== What to do ==
Swap "lemon wedge" for "lime wedge" in the stretch from the line containing "the foal in this photo." through the end of the items, changing nothing else. Write out only those lines, and leave out the picture lines.

Items from a point labeling set:
##############################

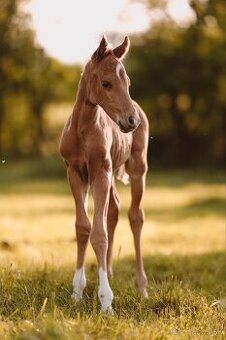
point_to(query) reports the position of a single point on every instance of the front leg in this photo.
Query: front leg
(79, 189)
(101, 177)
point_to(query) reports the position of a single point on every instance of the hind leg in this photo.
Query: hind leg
(137, 171)
(112, 219)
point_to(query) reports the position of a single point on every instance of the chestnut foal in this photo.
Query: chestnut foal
(107, 132)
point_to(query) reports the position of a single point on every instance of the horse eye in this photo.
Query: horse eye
(106, 84)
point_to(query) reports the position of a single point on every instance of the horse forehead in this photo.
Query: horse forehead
(118, 68)
(112, 67)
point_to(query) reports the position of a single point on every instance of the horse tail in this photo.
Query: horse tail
(122, 174)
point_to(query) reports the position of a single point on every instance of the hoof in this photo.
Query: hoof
(108, 311)
(144, 293)
(110, 273)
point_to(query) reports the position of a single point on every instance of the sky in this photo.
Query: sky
(70, 30)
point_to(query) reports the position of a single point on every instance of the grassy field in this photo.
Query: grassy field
(183, 246)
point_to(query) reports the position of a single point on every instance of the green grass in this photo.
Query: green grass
(183, 246)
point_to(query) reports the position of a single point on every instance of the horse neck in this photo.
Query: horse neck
(84, 113)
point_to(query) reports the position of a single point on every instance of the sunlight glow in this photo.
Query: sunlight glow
(69, 30)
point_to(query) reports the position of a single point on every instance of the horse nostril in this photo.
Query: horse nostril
(131, 120)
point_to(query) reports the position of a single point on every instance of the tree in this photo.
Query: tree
(178, 75)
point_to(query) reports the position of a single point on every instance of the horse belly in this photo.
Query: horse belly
(121, 150)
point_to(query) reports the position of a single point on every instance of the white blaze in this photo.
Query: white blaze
(118, 69)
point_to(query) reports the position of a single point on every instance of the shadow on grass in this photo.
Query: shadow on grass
(175, 283)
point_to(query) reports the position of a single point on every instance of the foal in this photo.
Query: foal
(106, 133)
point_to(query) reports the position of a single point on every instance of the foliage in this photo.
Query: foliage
(29, 80)
(178, 75)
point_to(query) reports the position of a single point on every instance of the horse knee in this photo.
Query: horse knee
(113, 216)
(98, 239)
(82, 232)
(136, 219)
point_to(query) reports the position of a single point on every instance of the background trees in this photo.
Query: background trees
(177, 75)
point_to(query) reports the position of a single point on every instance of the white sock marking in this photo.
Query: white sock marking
(105, 293)
(118, 68)
(79, 283)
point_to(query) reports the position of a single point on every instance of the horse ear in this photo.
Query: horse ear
(122, 49)
(101, 50)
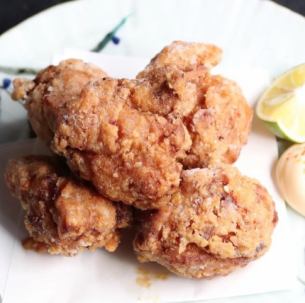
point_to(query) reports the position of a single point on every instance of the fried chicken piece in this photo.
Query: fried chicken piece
(54, 86)
(217, 222)
(131, 138)
(62, 215)
(213, 108)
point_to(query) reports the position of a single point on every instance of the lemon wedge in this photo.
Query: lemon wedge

##############################

== Exercise answer ==
point_to(query) reports the position of a single point on every instance of the foal in this photo.
Query: foal
(106, 133)
point_to(query) reports the position of a single point on every instance of the foliage in this photo.
Query: foliage
(29, 80)
(178, 75)
point_to(query) reports the position of a single point on every instance of the horse knee in this photo.
Query: horse knee
(113, 216)
(98, 239)
(82, 232)
(136, 219)
point_to(query) reports the position of a single point on every instance of the background trees in this photo.
Query: background trees
(177, 75)
point_to(query) reports the position of a single point on every instance of the white sock marking in this photo.
Query: white sock marking
(105, 293)
(118, 68)
(79, 283)
point_to(query) reports the position of a single point on every instance of the horse ear in this photo.
Query: horse ear
(122, 49)
(101, 50)
point_to(query) reports the position of a single point on every instance of the fried chicken piece in this photo.
Query: fried chicken piece
(54, 86)
(217, 222)
(131, 138)
(62, 215)
(213, 108)
point_to(query) reports the position of a single point on every instance of the lime wedge in this photo.
Query: lime wedge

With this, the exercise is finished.